**Source data:**
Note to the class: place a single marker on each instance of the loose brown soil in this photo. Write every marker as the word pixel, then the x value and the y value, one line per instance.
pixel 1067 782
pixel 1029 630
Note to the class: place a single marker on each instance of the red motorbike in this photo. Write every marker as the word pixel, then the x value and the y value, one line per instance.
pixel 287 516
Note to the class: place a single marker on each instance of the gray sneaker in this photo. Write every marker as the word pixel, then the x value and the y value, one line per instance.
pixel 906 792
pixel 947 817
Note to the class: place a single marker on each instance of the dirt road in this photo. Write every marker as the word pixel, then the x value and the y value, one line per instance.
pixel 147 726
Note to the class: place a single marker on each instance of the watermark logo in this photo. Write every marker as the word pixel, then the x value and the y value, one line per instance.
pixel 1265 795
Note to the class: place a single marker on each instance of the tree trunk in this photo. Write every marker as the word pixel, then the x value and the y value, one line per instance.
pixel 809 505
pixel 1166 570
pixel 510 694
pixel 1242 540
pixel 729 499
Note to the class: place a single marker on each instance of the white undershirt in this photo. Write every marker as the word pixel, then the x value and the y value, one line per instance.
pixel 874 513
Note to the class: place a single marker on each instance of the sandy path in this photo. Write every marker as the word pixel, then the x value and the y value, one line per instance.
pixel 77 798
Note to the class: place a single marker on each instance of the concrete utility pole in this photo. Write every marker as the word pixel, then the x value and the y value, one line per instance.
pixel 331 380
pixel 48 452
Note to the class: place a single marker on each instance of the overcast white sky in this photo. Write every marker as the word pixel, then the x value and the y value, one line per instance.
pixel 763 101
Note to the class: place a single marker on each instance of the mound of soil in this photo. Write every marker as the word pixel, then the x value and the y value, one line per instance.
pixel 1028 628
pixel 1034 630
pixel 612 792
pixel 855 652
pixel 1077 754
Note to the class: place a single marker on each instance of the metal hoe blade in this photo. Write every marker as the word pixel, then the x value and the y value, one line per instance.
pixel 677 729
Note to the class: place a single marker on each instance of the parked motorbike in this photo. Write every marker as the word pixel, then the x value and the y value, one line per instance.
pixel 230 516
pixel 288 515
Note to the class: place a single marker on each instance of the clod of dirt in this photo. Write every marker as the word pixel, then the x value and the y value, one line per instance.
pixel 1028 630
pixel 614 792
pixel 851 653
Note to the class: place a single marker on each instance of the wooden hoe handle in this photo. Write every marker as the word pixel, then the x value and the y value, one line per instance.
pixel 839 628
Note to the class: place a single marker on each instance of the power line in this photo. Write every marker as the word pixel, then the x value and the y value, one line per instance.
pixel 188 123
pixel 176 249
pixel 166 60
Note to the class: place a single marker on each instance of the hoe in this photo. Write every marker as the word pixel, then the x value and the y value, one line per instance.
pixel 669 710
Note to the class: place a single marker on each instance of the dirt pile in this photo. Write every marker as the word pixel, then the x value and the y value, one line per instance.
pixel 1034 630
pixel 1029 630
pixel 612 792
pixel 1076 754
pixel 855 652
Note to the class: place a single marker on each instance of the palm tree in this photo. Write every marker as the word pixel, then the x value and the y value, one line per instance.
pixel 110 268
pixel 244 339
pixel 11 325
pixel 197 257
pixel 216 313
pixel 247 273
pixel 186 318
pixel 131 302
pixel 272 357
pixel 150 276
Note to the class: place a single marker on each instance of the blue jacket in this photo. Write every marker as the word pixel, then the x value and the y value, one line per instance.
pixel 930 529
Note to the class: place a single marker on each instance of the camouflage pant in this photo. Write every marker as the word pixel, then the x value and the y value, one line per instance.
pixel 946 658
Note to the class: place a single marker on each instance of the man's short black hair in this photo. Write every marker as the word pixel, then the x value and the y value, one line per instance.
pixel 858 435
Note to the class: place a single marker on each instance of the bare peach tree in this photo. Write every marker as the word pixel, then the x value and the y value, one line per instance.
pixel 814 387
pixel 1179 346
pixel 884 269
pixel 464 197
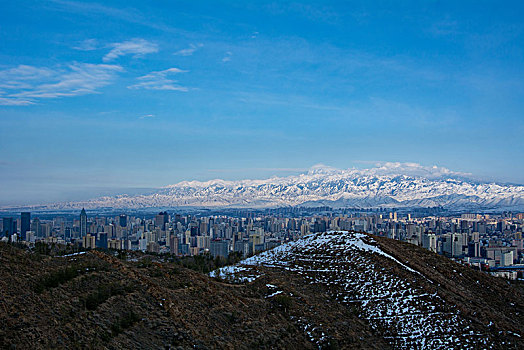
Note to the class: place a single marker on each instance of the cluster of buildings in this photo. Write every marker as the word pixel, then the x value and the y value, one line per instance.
pixel 491 242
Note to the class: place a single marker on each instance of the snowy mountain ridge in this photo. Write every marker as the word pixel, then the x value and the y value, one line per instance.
pixel 387 185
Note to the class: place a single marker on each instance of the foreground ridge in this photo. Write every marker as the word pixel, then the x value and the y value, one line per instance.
pixel 399 302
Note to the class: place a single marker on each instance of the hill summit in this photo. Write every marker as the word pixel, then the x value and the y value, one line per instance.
pixel 327 290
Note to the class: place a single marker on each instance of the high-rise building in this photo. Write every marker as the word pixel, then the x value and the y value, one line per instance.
pixel 123 220
pixel 161 220
pixel 25 224
pixel 83 223
pixel 9 227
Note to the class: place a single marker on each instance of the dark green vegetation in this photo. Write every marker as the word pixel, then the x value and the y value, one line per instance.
pixel 144 301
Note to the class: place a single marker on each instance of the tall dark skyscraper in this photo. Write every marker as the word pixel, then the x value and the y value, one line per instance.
pixel 83 223
pixel 9 227
pixel 25 224
pixel 123 220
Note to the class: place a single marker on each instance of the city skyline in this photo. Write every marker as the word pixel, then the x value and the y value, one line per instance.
pixel 99 98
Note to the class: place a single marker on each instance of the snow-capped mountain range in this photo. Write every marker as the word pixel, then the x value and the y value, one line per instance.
pixel 387 185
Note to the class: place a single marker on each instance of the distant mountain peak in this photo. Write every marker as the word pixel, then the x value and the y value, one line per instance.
pixel 387 185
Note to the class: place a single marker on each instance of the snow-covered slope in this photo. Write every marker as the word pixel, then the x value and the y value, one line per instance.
pixel 388 185
pixel 359 274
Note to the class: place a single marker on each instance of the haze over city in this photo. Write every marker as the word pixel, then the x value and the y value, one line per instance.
pixel 101 98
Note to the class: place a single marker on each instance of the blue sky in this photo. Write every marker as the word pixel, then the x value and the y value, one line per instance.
pixel 117 96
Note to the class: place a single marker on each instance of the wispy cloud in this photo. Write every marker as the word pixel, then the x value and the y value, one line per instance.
pixel 160 81
pixel 227 57
pixel 189 50
pixel 23 85
pixel 87 45
pixel 136 47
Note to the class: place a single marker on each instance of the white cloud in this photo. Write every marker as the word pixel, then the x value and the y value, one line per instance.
pixel 23 85
pixel 188 51
pixel 227 57
pixel 160 81
pixel 87 45
pixel 413 169
pixel 136 47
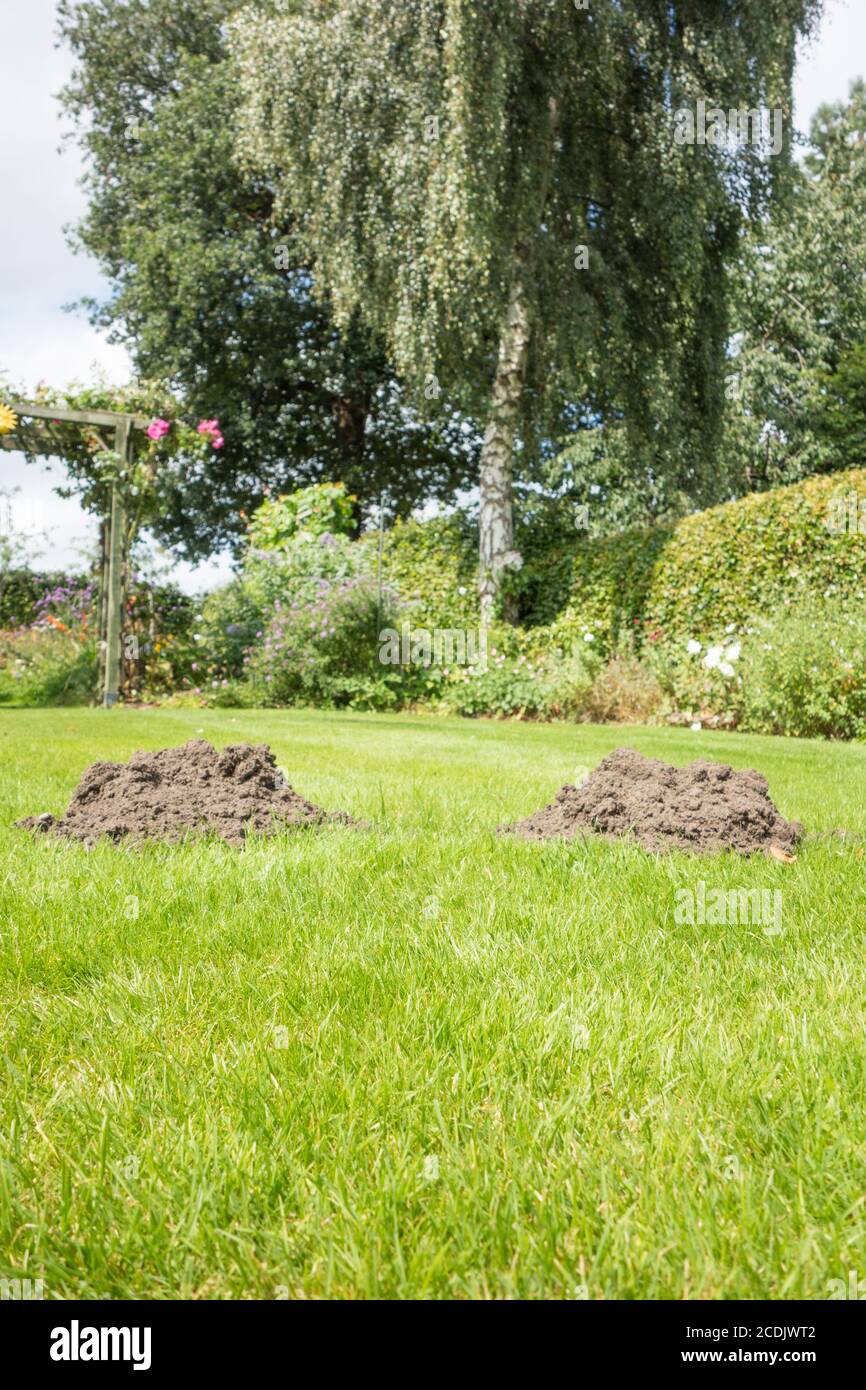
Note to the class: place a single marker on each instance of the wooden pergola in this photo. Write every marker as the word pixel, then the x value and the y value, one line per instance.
pixel 34 434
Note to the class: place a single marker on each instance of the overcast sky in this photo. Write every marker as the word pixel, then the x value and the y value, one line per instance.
pixel 39 275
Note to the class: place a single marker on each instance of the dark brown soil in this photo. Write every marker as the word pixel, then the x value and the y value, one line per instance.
pixel 702 808
pixel 181 791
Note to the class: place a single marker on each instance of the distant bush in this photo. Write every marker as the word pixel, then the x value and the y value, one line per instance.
pixel 804 673
pixel 46 666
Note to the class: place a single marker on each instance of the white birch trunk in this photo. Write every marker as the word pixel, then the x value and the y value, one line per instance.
pixel 496 523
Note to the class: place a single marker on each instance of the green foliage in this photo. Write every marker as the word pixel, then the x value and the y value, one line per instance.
pixel 840 416
pixel 46 666
pixel 154 464
pixel 20 592
pixel 325 649
pixel 546 685
pixel 804 673
pixel 434 567
pixel 324 509
pixel 799 307
pixel 209 289
pixel 373 121
pixel 719 567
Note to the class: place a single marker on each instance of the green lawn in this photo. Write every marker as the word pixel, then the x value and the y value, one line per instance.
pixel 420 1061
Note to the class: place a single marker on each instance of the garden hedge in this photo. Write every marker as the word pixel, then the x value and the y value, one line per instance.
pixel 690 578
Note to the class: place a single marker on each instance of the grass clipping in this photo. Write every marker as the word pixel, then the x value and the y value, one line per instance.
pixel 182 791
pixel 701 808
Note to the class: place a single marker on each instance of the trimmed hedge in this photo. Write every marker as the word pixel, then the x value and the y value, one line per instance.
pixel 723 566
pixel 692 578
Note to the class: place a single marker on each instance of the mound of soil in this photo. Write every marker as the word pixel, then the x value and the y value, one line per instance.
pixel 181 791
pixel 702 808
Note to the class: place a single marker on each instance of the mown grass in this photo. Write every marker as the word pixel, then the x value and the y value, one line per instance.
pixel 420 1061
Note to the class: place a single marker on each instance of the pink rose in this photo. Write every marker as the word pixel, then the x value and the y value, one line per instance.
pixel 211 427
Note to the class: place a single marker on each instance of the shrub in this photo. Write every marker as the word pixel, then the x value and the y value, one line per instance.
pixel 804 673
pixel 325 649
pixel 624 691
pixel 46 666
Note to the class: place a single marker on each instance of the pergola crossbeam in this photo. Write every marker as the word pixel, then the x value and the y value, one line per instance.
pixel 41 439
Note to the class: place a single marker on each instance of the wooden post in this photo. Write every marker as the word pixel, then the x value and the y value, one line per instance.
pixel 102 631
pixel 117 545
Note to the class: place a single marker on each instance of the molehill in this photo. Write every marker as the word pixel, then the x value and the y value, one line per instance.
pixel 182 791
pixel 702 808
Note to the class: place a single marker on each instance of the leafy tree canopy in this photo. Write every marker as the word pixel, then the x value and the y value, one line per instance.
pixel 209 291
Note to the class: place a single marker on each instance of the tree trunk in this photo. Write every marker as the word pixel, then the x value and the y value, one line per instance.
pixel 496 523
pixel 350 428
pixel 103 603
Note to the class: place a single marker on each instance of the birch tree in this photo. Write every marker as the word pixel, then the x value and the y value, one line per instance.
pixel 498 191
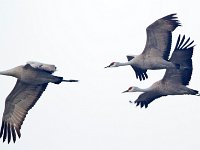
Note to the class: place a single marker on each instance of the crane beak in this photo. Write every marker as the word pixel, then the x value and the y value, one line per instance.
pixel 125 91
pixel 107 67
pixel 70 80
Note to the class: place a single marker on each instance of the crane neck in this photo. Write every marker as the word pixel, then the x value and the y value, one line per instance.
pixel 14 72
pixel 125 63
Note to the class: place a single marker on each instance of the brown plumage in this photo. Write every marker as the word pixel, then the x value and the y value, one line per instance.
pixel 32 80
pixel 175 79
pixel 157 48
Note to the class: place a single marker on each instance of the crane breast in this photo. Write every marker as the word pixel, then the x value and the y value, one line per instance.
pixel 42 66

**Task goal:** Your answer should consist of the lines from the line with "the crane beak" through the last line of the data, set down exactly, both included.

**Response to this task:**
Note to the class: place a single marker on each instance of the crane beak in this photo. Write every marker as the word pixel, then the x value and the y value, one line per instance.
pixel 125 91
pixel 107 67
pixel 70 80
Note to the class: place a single marker on each instance of the crane neck in this photo. Write every marker as the word pixel, then the x value and the y value, one line per instance.
pixel 14 72
pixel 125 63
Note to the class: place a single marker on each instance of the brown plumage in this photo. Write every marker as the word pixel, then the x value and the y value, one line per instance.
pixel 32 80
pixel 175 79
pixel 157 48
Note to the class: place a single marker on each instance of the crane breast in this photo. Write every marker as the word pixel, then the x value and the y value, one line per instance.
pixel 42 66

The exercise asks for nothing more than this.